┌──
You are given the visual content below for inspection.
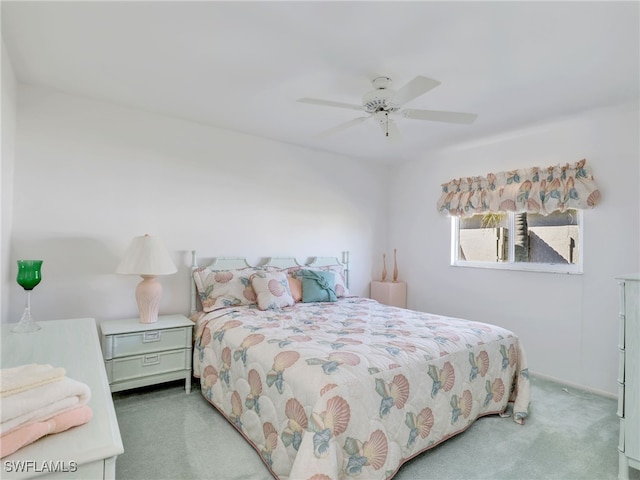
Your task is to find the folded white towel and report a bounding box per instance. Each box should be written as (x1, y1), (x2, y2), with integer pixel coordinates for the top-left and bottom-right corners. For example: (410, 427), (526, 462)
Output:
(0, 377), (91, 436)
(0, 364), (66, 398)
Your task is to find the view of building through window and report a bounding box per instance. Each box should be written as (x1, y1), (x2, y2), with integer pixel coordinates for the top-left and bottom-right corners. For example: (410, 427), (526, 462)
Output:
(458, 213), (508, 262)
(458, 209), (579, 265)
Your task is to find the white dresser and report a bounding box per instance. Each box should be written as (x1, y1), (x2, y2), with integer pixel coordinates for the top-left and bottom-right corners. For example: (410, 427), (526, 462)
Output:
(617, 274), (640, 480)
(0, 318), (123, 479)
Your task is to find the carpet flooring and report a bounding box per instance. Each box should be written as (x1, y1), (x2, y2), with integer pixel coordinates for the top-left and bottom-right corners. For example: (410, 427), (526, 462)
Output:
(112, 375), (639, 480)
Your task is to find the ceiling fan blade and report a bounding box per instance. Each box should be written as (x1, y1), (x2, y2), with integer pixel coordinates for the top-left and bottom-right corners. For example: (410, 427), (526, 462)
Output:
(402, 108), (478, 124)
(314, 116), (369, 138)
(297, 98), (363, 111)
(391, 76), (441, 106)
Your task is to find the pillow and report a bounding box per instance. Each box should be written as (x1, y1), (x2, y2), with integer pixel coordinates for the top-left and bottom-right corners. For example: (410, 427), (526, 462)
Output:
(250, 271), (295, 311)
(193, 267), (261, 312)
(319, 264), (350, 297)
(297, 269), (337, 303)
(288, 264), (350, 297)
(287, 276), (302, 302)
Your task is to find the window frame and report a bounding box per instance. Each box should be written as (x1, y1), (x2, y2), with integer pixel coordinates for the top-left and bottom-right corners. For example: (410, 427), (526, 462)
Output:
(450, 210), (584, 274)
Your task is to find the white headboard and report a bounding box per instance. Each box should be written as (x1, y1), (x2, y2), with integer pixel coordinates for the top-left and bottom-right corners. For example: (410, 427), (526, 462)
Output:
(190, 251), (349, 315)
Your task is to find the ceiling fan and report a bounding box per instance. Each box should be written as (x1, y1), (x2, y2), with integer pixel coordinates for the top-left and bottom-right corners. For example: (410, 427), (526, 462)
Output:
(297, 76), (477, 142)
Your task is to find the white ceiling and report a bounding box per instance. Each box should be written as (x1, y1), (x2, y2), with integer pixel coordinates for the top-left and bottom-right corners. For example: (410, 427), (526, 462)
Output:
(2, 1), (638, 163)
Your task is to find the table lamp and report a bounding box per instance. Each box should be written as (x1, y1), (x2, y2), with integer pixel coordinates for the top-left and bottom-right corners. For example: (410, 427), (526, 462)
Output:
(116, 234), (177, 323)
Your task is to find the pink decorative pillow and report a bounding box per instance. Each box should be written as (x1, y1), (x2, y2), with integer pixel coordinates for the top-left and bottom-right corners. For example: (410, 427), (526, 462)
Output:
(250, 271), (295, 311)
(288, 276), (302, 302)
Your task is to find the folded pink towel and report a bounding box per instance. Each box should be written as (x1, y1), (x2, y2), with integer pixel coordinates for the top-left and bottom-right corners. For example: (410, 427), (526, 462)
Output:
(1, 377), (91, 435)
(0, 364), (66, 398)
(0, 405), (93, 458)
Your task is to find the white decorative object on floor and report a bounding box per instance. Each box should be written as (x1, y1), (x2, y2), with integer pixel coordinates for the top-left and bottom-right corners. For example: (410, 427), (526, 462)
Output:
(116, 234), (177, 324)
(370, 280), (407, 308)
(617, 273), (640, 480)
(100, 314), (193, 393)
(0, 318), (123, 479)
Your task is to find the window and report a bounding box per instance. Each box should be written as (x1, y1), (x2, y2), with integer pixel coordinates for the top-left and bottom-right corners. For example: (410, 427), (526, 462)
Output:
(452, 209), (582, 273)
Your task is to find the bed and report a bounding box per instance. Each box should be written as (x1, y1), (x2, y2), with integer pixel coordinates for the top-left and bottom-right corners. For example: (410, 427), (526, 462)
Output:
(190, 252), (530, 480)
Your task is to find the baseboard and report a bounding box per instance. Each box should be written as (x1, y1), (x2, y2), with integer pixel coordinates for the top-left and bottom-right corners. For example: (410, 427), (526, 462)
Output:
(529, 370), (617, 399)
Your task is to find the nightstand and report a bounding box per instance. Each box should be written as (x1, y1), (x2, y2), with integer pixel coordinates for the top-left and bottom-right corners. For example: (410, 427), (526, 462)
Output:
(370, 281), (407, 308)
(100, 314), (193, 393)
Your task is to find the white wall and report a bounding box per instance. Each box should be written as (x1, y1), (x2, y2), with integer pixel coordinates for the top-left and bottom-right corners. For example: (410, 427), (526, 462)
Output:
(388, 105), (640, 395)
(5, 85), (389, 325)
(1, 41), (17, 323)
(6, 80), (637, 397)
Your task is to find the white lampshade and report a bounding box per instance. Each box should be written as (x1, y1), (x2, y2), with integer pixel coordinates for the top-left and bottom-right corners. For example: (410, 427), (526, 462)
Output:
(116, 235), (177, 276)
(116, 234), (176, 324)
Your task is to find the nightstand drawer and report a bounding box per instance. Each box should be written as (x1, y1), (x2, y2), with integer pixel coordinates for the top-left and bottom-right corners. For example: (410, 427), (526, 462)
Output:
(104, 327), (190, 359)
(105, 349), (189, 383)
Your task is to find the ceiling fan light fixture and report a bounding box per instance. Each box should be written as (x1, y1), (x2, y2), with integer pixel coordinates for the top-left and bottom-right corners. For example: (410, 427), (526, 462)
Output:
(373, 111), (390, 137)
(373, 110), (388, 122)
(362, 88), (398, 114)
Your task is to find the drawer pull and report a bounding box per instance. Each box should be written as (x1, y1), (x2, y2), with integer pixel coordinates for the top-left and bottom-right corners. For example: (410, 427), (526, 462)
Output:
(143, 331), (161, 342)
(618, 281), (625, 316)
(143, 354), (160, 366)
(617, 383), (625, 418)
└──
┌──
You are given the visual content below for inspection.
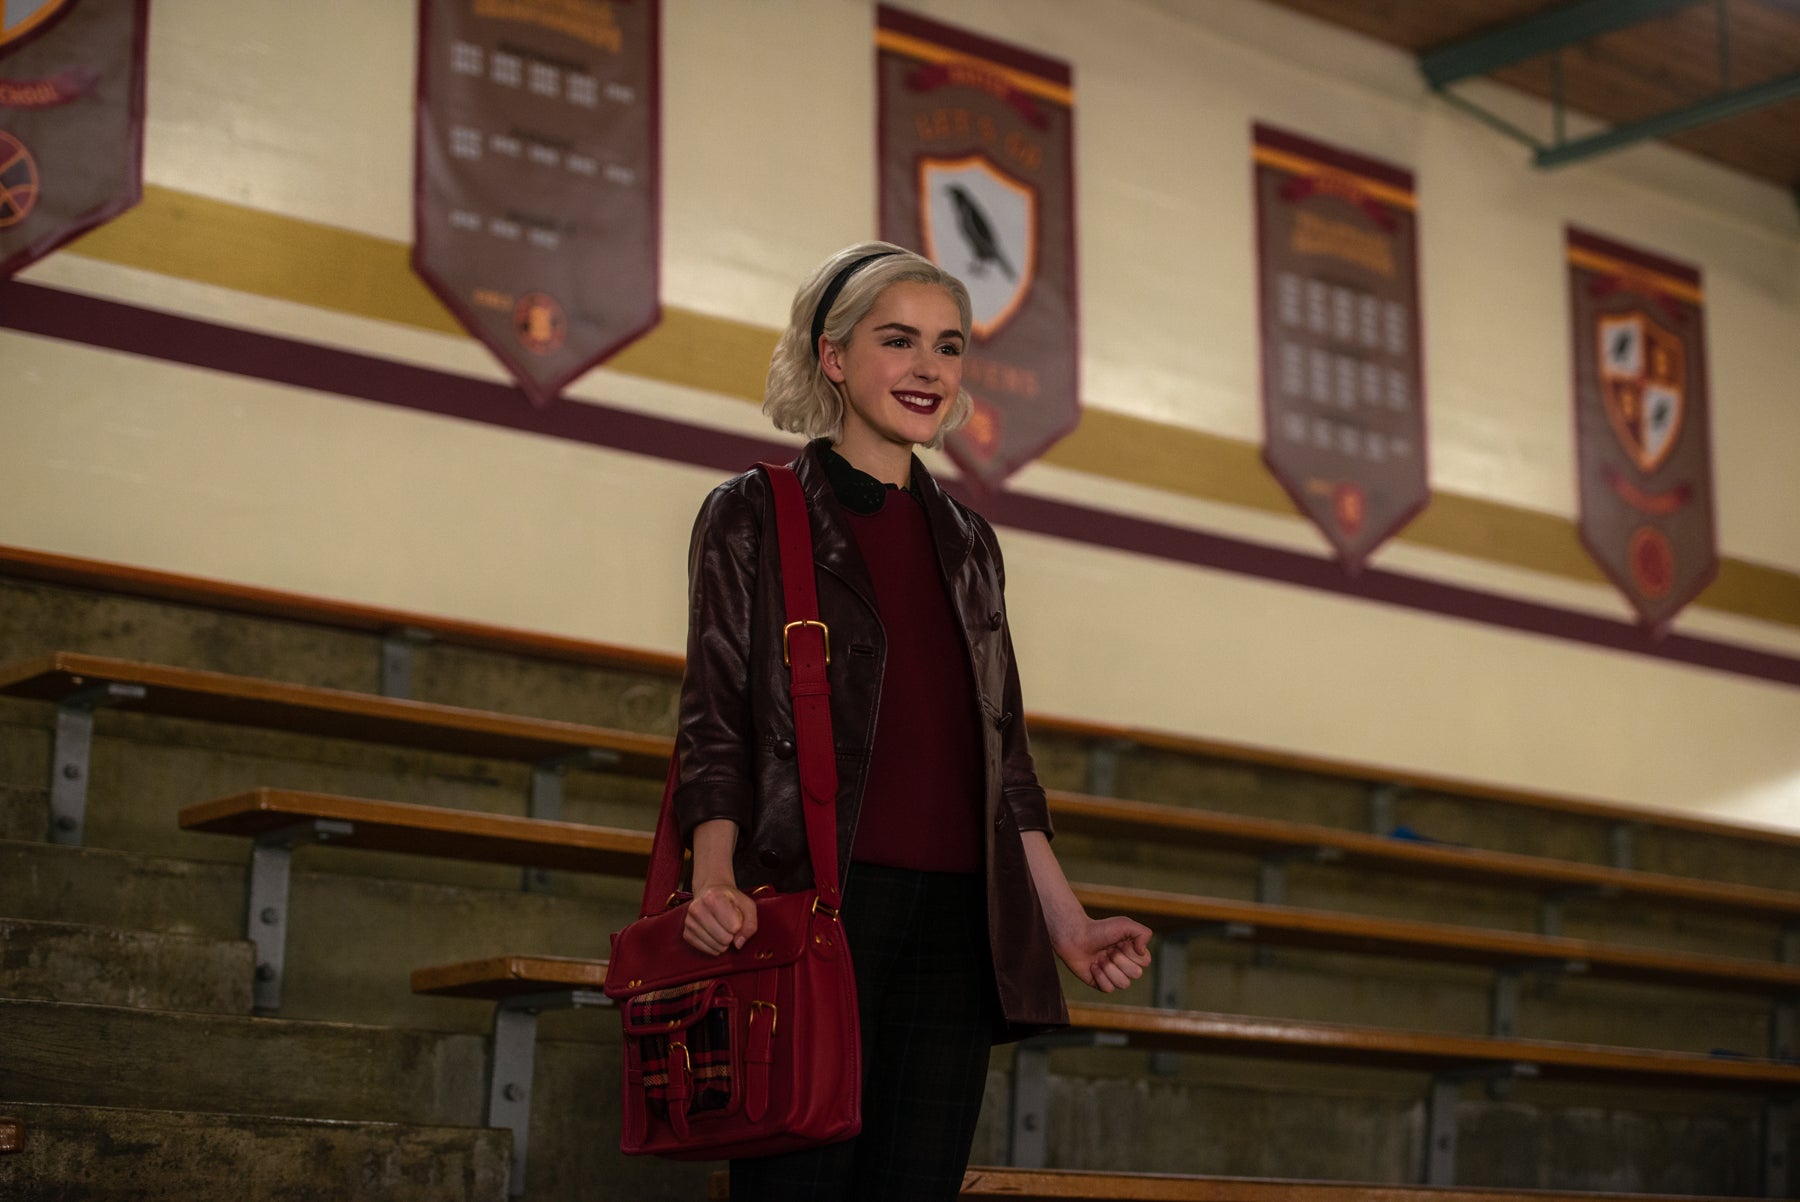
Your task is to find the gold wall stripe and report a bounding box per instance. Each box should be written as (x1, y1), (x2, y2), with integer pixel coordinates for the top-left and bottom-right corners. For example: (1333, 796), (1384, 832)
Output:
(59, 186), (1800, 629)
└──
> Work item:
Nothing but lines that contain "ceiling" should appear in the answer. Copy each from the records.

> Written response:
Your task is to find the ceiling fan blade and report a bounding box per instance. Each box should be written as (x1, y1), (x2, y2), with integer pixel coordinates for the top-left and bottom-right corners. For example: (410, 427), (526, 462)
Your task is to find the ceiling fan and report a bounding box per instance. Each box should be written as (x1, y1), (x2, y2), with integer pixel coordinates for the top-left and bottom-right corners. For example: (410, 427), (526, 462)
Your task is to find the white ceiling and report a bounding box per instance. Each box should be written as (x1, y1), (x2, y2), with integer pixel coordinates for the top-left and bottom-right corners. For example: (410, 427), (526, 462)
Your task is to find the ceiling fan light fixture and report a bounding box per instance. Each box should be written as (x1, y1), (x2, y2), with integer pixel coordinates for the top-left and bottom-right corners. For example: (410, 427), (526, 462)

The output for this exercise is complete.